Passage provided -
I respectfully disagree. Writing and managing init/start scripts
requires much different set of expertise than compiling and managing
builds of a critical software like a database product.

I would consider adding `echo -1000 > /proc/self/oom_score_adj` to a
start script as a deployment specific tweak, and not 'developing own
start script'.

> Extra GUCs do not have zero cost, especially not ones that are as
> complicated-to-explain as this would be.
>
> I would also argue that there's a security issue with making it a GUC.
> A non-root DBA should not have the authority to decide whether or not
> postmaster child processes run with nonzero OOM adjustment; that decision
> properly belongs to whoever has authorized the root-owned startup script
> to change the adjustment in the first place. So seeing this as two
> independent pieces is not only wrong but dangerous.

Listing -
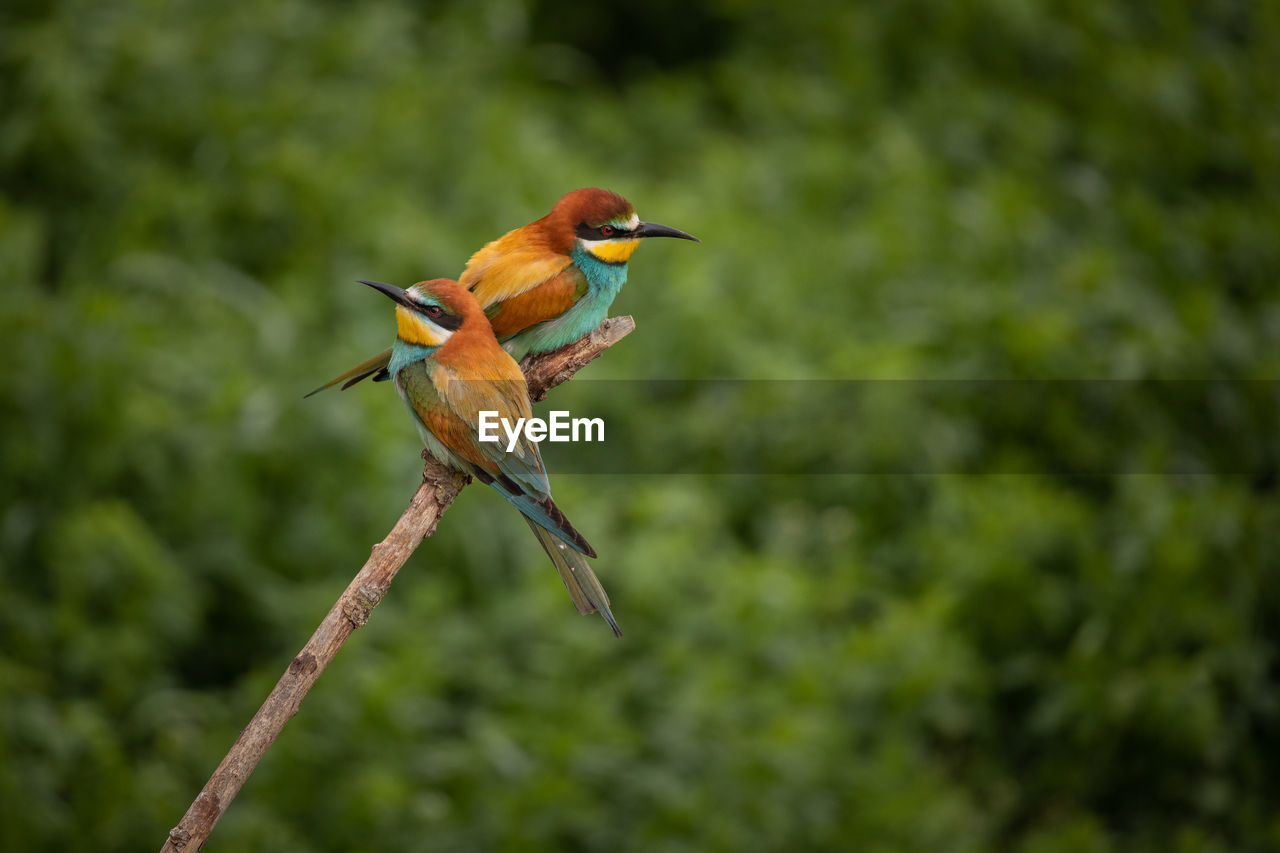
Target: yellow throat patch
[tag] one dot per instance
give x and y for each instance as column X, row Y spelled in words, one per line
column 412, row 329
column 615, row 251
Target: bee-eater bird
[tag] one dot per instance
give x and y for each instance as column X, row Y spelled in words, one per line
column 551, row 282
column 448, row 366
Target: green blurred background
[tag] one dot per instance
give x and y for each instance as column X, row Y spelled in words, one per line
column 981, row 661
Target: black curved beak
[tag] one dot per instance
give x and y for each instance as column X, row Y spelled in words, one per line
column 392, row 292
column 654, row 229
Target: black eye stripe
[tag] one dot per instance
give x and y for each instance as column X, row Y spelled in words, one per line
column 443, row 319
column 586, row 232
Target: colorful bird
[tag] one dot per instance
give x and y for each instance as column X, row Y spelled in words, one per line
column 551, row 282
column 448, row 366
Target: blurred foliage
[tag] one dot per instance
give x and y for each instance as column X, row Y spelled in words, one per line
column 988, row 190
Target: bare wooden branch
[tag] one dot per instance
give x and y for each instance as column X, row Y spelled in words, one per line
column 352, row 609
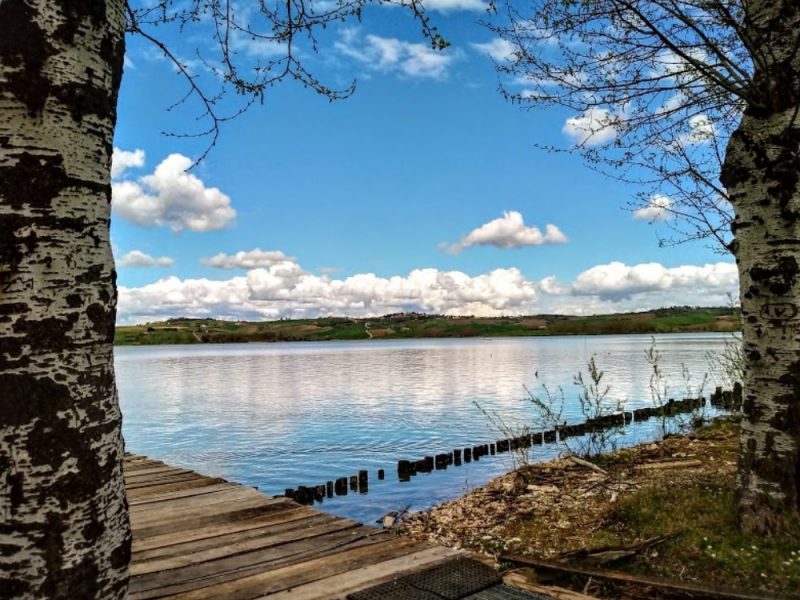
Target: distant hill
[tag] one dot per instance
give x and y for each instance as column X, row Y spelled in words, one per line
column 417, row 325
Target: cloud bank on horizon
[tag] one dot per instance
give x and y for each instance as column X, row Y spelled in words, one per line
column 285, row 290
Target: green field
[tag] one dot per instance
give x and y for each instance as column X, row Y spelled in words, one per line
column 416, row 325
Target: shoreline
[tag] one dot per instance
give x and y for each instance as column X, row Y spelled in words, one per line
column 424, row 326
column 679, row 489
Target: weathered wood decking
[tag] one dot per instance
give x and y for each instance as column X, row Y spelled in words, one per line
column 202, row 537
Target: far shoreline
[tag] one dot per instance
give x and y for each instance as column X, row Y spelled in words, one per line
column 405, row 326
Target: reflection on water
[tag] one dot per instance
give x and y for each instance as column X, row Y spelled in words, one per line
column 288, row 414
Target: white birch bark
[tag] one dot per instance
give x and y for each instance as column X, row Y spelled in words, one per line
column 64, row 529
column 762, row 175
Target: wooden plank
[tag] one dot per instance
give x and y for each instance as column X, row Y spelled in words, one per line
column 296, row 519
column 236, row 513
column 140, row 492
column 196, row 515
column 143, row 589
column 134, row 466
column 205, row 537
column 208, row 489
column 152, row 470
column 339, row 586
column 286, row 540
column 213, row 531
column 189, row 502
column 291, row 576
column 134, row 483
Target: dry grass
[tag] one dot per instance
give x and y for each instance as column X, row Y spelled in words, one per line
column 547, row 509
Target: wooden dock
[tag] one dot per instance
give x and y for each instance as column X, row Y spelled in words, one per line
column 203, row 537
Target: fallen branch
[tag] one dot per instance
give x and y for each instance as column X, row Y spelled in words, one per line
column 587, row 464
column 672, row 464
column 602, row 555
column 523, row 581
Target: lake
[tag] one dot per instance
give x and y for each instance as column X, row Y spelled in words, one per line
column 287, row 414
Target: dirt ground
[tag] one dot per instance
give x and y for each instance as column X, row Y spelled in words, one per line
column 680, row 488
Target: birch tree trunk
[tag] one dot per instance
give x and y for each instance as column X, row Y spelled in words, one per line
column 762, row 175
column 64, row 529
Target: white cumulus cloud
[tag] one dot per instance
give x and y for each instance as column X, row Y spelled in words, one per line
column 617, row 280
column 453, row 5
column 594, row 127
column 391, row 55
column 122, row 160
column 658, row 208
column 286, row 290
column 170, row 196
column 251, row 259
column 508, row 231
column 137, row 258
column 498, row 49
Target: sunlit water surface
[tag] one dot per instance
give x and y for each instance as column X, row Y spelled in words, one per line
column 287, row 414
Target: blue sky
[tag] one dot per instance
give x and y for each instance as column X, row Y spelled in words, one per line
column 423, row 191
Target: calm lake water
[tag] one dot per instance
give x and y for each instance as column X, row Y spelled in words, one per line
column 287, row 414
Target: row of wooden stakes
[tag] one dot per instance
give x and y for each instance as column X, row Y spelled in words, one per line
column 406, row 469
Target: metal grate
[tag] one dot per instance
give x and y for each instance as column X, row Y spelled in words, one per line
column 452, row 580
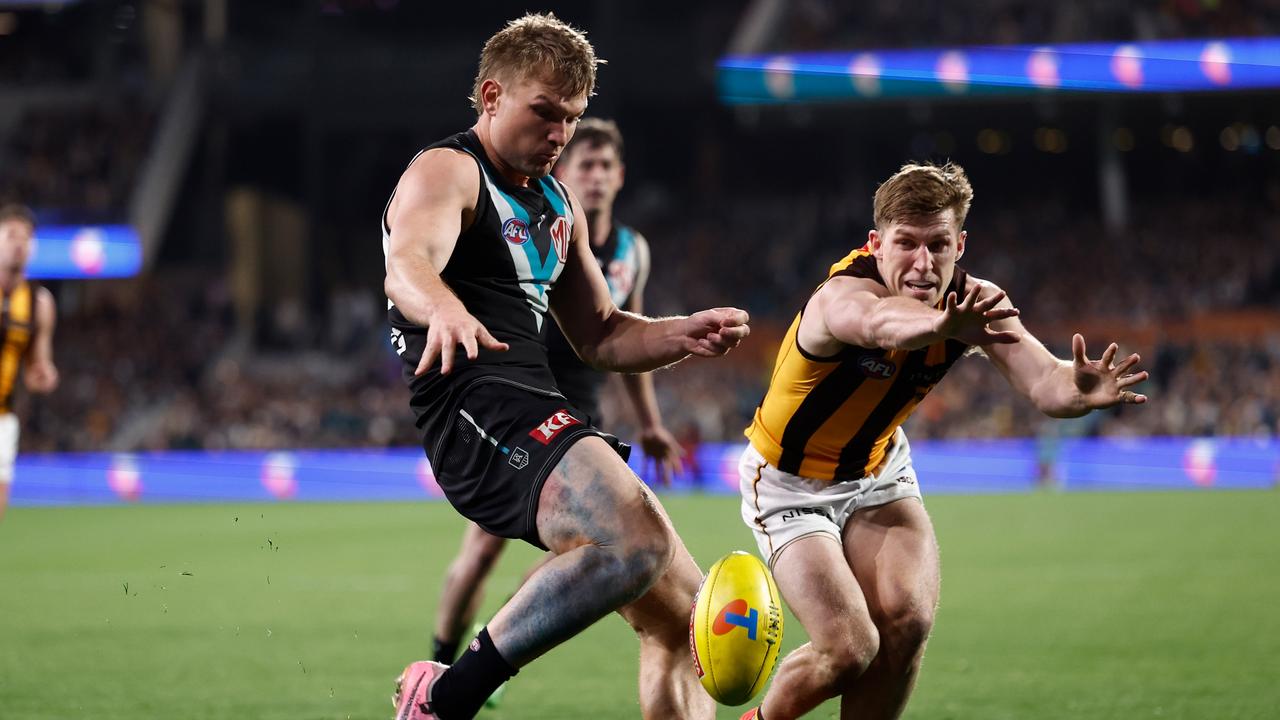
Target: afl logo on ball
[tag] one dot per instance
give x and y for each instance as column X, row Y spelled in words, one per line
column 515, row 231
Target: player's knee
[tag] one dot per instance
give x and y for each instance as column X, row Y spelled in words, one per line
column 643, row 561
column 905, row 633
column 846, row 661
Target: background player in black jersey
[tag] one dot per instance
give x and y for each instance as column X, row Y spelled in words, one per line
column 480, row 245
column 827, row 481
column 592, row 165
column 27, row 317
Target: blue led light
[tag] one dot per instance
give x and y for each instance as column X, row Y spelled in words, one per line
column 85, row 251
column 982, row 71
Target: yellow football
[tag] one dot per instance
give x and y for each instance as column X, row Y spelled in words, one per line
column 736, row 628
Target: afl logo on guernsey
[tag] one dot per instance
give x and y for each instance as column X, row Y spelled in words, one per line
column 561, row 236
column 876, row 368
column 515, row 231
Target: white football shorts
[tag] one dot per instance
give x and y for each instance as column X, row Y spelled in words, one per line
column 781, row 507
column 8, row 446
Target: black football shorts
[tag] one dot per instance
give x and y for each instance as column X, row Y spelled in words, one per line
column 494, row 446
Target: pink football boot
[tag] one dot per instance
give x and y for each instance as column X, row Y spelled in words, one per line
column 412, row 691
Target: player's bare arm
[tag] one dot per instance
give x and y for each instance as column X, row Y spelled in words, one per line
column 656, row 440
column 40, row 374
column 434, row 201
column 860, row 311
column 609, row 338
column 1063, row 388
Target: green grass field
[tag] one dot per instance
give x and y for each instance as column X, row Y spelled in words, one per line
column 1074, row 606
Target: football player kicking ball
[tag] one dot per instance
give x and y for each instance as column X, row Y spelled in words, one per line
column 481, row 244
column 827, row 481
column 592, row 167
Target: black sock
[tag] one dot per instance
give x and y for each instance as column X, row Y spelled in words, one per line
column 444, row 651
column 461, row 691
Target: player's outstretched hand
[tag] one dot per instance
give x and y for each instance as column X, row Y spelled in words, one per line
column 451, row 327
column 1102, row 384
column 663, row 450
column 969, row 319
column 714, row 332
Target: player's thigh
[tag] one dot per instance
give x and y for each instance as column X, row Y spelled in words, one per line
column 895, row 557
column 816, row 580
column 592, row 497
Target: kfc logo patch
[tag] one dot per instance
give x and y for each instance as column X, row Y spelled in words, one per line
column 553, row 425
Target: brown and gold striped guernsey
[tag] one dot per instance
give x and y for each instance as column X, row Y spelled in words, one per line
column 832, row 418
column 18, row 327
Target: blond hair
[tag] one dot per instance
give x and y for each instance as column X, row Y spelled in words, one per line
column 539, row 45
column 915, row 191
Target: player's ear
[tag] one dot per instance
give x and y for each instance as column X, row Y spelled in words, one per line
column 489, row 92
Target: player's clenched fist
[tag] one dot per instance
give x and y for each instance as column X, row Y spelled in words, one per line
column 714, row 332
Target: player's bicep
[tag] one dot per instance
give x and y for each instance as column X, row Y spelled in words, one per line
column 46, row 318
column 425, row 217
column 846, row 306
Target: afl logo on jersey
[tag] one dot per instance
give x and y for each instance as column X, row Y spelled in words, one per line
column 515, row 231
column 561, row 236
column 876, row 368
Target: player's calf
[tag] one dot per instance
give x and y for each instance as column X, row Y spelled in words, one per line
column 837, row 666
column 903, row 637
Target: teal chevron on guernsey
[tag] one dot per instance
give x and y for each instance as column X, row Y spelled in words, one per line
column 536, row 273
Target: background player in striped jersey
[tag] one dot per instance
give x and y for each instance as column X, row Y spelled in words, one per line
column 481, row 244
column 827, row 481
column 593, row 168
column 27, row 317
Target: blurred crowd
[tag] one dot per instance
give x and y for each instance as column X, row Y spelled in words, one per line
column 74, row 158
column 187, row 378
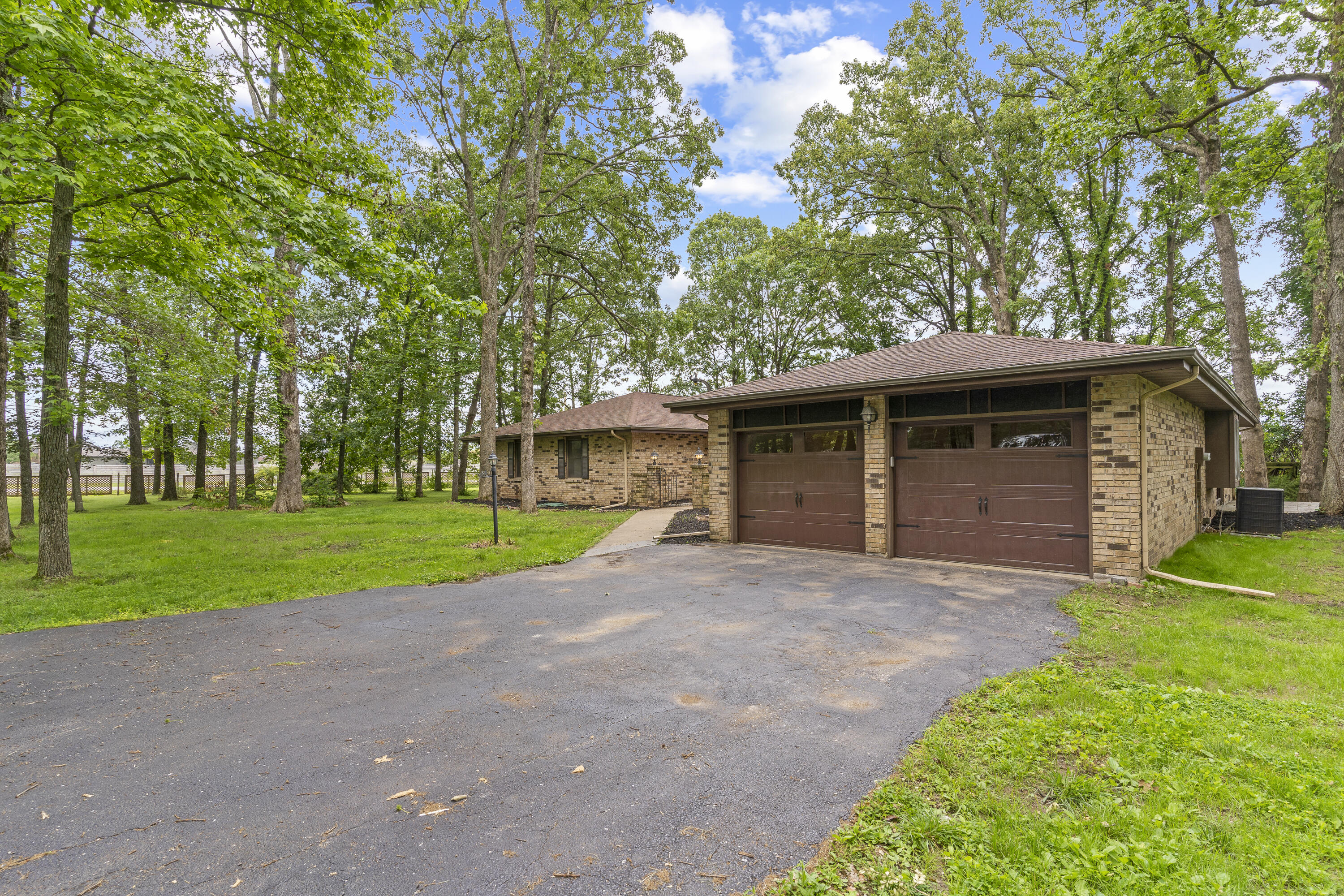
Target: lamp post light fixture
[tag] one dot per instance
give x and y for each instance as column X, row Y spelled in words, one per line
column 495, row 496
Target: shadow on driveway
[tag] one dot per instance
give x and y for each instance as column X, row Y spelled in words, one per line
column 728, row 704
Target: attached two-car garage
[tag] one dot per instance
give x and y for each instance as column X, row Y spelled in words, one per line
column 1017, row 452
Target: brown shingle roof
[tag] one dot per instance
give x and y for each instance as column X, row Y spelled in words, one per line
column 941, row 355
column 633, row 412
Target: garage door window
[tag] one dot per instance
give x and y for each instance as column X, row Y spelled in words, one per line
column 830, row 441
column 936, row 439
column 1031, row 435
column 771, row 444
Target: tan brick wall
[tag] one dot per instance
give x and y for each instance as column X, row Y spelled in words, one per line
column 875, row 473
column 607, row 466
column 701, row 487
column 1175, row 508
column 721, row 458
column 1175, row 429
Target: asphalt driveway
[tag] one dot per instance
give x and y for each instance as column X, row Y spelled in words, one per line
column 728, row 704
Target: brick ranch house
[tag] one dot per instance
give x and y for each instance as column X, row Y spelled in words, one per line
column 604, row 453
column 1002, row 450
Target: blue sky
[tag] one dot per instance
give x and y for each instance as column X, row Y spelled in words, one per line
column 757, row 69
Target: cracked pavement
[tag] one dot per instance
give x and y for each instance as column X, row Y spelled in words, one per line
column 729, row 706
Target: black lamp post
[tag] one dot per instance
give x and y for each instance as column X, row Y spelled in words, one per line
column 495, row 496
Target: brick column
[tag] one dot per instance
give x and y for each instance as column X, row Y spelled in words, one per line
column 875, row 478
column 1113, row 432
column 719, row 458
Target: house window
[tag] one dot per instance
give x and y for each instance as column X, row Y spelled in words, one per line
column 515, row 460
column 572, row 458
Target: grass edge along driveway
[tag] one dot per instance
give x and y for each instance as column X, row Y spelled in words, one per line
column 1190, row 742
column 167, row 558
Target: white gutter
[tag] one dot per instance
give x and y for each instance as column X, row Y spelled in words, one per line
column 1143, row 500
column 625, row 454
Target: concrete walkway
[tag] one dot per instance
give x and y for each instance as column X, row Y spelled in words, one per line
column 636, row 532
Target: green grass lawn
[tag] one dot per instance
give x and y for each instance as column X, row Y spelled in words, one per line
column 1189, row 742
column 135, row 562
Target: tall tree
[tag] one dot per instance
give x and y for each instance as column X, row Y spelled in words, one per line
column 930, row 138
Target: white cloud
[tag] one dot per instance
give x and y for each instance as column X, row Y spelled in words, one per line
column 674, row 288
column 767, row 109
column 777, row 30
column 745, row 187
column 709, row 45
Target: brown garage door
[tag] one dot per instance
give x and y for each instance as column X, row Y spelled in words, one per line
column 1007, row 492
column 801, row 488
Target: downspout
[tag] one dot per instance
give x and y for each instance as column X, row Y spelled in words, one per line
column 1143, row 499
column 625, row 454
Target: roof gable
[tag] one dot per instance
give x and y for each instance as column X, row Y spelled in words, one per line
column 631, row 412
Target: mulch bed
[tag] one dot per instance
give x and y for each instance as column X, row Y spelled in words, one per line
column 689, row 520
column 513, row 504
column 1292, row 521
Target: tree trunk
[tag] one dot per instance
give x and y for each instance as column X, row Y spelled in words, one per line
column 198, row 491
column 1234, row 306
column 250, row 429
column 289, row 480
column 233, row 424
column 1170, row 291
column 1315, row 426
column 460, row 473
column 77, row 436
column 170, row 466
column 420, row 461
column 1332, row 481
column 53, row 526
column 73, row 458
column 439, row 452
column 21, row 426
column 7, row 237
column 345, row 414
column 488, row 383
column 397, row 441
column 138, row 450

What is expected -
Please render this sentence from the text about database start scripts in Spanish: "I would also argue that there's a security issue with making it a GUC."

Exercise answer -
También sostendría que hay un problema de seguridad al convertirlo en un GUC.